◆ Provided records ◆
# # # # # # #

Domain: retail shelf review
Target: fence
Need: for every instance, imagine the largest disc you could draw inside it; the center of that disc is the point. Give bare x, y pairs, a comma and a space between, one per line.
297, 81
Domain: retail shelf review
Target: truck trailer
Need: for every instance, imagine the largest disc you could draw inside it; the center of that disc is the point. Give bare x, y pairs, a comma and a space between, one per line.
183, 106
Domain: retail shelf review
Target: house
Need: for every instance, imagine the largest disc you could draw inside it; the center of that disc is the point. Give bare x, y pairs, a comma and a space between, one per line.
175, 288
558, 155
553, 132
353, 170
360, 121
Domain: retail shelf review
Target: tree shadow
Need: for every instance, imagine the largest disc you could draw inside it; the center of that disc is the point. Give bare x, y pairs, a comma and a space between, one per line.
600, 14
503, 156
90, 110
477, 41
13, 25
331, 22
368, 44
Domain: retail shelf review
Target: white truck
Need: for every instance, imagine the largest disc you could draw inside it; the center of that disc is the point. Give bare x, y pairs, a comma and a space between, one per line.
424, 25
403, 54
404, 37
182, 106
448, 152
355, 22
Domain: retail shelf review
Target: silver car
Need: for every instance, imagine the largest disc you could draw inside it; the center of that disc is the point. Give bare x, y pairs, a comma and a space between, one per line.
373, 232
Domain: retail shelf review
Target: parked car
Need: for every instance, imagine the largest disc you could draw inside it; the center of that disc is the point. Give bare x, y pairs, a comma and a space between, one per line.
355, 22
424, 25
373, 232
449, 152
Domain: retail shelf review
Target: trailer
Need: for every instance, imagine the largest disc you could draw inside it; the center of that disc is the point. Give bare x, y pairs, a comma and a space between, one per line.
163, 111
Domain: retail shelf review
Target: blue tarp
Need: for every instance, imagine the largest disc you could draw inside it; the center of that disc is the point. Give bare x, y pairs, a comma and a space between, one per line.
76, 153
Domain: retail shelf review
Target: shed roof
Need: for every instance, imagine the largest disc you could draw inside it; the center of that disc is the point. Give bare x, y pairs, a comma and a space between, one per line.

# # # # # # #

◆ Aim ◆
Show every line of the material above that contains the word "trailer".

◆ Solution ◆
Target: truck trailer
Target: trailer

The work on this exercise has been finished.